Copy each line below exactly and leave the pictures out.

• **Provided material**:
<<<<

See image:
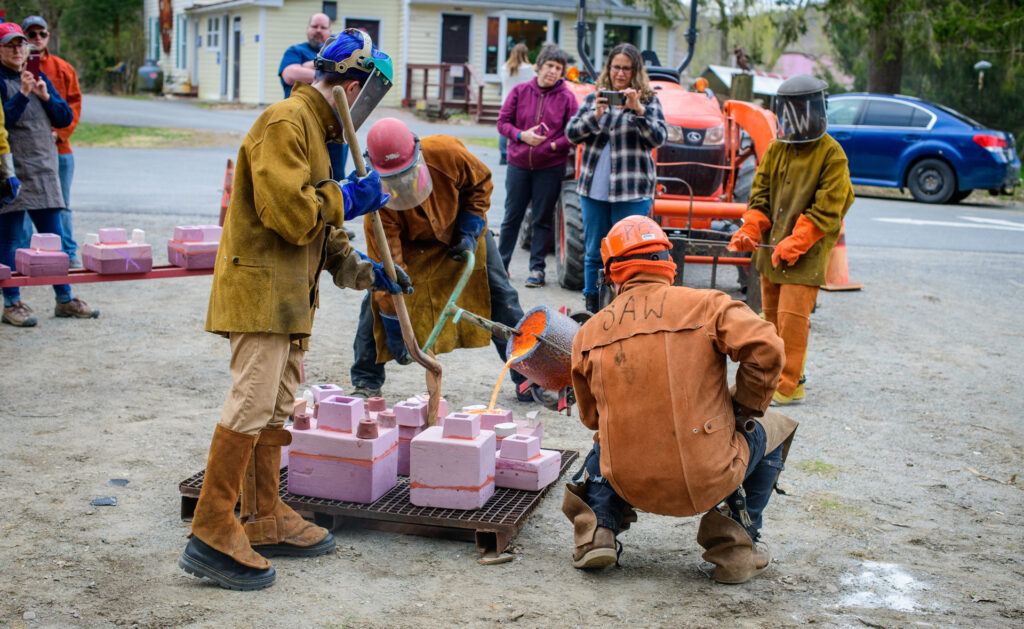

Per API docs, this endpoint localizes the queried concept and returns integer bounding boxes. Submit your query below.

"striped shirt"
[567,92,667,203]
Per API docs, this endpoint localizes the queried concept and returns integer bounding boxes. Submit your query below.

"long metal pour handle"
[331,86,443,388]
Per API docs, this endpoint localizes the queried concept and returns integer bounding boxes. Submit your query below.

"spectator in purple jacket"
[496,44,578,288]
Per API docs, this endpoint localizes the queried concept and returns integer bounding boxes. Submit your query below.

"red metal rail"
[0,264,213,288]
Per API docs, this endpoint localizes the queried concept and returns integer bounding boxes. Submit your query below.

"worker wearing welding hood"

>>>>

• **Exercise response**:
See image:

Per API docs, this endpoint localizes the queried concept and returns integer bounding boxes. Submit your query below.

"striped shirt"
[567,92,667,203]
Per API docs, this endpoint localizes the queried concept and returns integer bounding boxes. Submit your query below.

"long metal pour handle"
[331,86,443,388]
Per API docs, this endpoint localizes the queried concept and returns integer bounding boxes. Submit your query below.

"spectator in purple jacket"
[496,44,578,288]
Per API docs, this endpoint localizes the queried concept and returns integer bounding boxes. Submit your query below.

"red metal rail"
[0,264,213,288]
Per API docs, this endpoint localizes the queried concept and returns integer bounding boxes. Submit your query below.

"worker wearing welding hood"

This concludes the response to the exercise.